Stated exercise 1
In the review of The Breakfast Club below, swap "detention" for "study hall" and give back the passage from "Watched for this" up to and including "than they think.".
[Start Document extract]
Archive for suburbs

The Breakfast Club

Posted in Uncategorized with tags , , , , , , , , , , , , , , on August 20, 2010 by alnamiasIV

Directed by John Hughes

Released 1985

Watched for this review August 12, 2010

Five disparate, suburban kids from Shermer, Illinois find themselves stuck in a Saturday detention together. They are Claire (Molly Ringwald), the princess, Andy (Emilio Estevez), the jock, Bender (Judd Nelson), the criminal, Brian (Anthony Michael Hall), the brain, and Allison (Ally Sheedy), the basketcase. They are presided over by the principal, who feels that they don’t respect him (which they don’t), and that is their fault and problem (which it isn’t). Despite their apparent differences, as the day goes on they find out they have more in common than they think.

I’ve reviewed this movie three times. I keep watching it—despite not liking it all that much—and my opinion on it keeps evolving. I first saw it around 1987, when I was 15 and a sophomore in a suburban high school. For obvious reasons, the movie resonated with me. I didn’t like it, and I didn’t like the characters. However, I understood it, I understood the characters, I could relate, on some level, to everything that happened in the movie. Yet, I never did like the characters, as, by and large, I never liked any John Hughes’ characters that weren’t primarily comedic. To me, even as a 15-year-old, they seemed like spoiled, suburban brats who needed something to complain about. I knew these characters very well, and maybe that was the key problem.

That opinion remained steadfast for the next 20 years of my life with one key difference. I began to understand and appreciate how elemental The Breakfast Club was for and to my generation, for better or worse. This was our movie. Would I have preferred another movie speak for my generation? Yes, I suppose so, but this movie did represent the majority of my generation, and frankly, there weren’t that many quality movies made during that period of time. In short, regardless of how I felt about the characters, I came to respect the movie for what it was.
[End Document extract]
[Start Records provided]
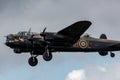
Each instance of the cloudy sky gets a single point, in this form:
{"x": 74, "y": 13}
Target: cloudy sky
{"x": 20, "y": 15}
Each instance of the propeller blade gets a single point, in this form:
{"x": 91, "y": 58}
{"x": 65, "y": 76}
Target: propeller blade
{"x": 44, "y": 30}
{"x": 29, "y": 31}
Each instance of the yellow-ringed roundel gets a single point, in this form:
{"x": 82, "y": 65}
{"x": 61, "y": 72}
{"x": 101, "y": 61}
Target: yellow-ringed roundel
{"x": 83, "y": 44}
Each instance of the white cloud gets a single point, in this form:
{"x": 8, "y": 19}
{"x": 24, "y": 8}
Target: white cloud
{"x": 76, "y": 75}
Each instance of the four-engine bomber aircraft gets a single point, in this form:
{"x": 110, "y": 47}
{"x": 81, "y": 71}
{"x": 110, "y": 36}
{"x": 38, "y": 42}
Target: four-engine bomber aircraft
{"x": 66, "y": 40}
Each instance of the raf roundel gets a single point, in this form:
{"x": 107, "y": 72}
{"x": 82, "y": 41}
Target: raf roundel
{"x": 83, "y": 44}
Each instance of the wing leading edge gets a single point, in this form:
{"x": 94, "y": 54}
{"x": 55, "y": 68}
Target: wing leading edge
{"x": 74, "y": 31}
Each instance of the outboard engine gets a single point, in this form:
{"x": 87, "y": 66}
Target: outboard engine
{"x": 103, "y": 36}
{"x": 103, "y": 53}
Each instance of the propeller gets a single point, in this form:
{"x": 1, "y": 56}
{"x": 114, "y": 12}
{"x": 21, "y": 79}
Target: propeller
{"x": 43, "y": 33}
{"x": 29, "y": 31}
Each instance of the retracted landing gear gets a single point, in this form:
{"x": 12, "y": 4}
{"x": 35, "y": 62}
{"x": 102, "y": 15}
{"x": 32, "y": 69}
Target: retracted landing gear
{"x": 112, "y": 54}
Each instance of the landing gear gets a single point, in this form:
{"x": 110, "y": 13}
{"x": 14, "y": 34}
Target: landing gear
{"x": 112, "y": 54}
{"x": 33, "y": 61}
{"x": 16, "y": 50}
{"x": 47, "y": 56}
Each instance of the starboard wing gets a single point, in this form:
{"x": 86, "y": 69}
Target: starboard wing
{"x": 74, "y": 31}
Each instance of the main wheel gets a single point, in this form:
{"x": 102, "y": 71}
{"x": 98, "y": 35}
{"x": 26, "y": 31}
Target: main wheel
{"x": 33, "y": 61}
{"x": 47, "y": 56}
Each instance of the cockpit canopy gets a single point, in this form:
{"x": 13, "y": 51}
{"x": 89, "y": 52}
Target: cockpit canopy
{"x": 24, "y": 33}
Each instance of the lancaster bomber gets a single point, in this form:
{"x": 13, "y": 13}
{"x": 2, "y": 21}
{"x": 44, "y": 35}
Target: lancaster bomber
{"x": 69, "y": 39}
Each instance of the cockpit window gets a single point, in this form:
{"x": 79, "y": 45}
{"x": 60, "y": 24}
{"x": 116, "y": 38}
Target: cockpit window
{"x": 22, "y": 34}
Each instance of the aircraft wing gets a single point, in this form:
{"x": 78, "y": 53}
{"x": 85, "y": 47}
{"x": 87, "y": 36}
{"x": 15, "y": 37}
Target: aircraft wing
{"x": 74, "y": 31}
{"x": 117, "y": 45}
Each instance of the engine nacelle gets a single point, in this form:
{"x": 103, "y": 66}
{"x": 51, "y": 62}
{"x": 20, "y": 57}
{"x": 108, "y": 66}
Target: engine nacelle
{"x": 18, "y": 51}
{"x": 103, "y": 53}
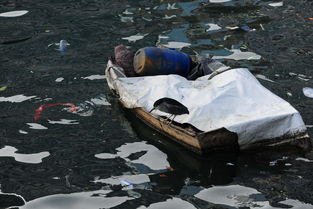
[End Records provided]
Stated exercise 2
How many lines of the records above contain the string "lancaster" with the same capitalization? Reply with the number only.

Written response 1
Watched for this review August 12, 2010

Five disparate, suburban kids from Shermer, Illinois find themselves stuck in a Saturday study hall together. They are Claire (Molly Ringwald), the princess, Andy (Emilio Estevez), the jock, Bender (Judd Nelson), the criminal, Brian (Anthony Michael Hall), the brain, and Allison (Ally Sheedy), the basketcase. They are presided over by the principal, who feels that they don’t respect him (which they don’t), and that is their fault and problem (which it isn’t). Despite their apparent differences, as the day goes on they find out they have more in common than they think.

Written response 2
2